An identical copy of all the entries is the required result.

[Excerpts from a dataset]
BEGIN

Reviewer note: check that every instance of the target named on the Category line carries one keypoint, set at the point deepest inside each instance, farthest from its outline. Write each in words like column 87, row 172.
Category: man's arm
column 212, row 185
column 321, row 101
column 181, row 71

END

**The completed task:**
Reviewer note: check that every instance of the target named on the Category line carries one keypoint, set at the point deepest inside each instance, farthest from its outline. Write each in words like column 87, row 172.
Category: man's arm
column 212, row 185
column 321, row 101
column 181, row 71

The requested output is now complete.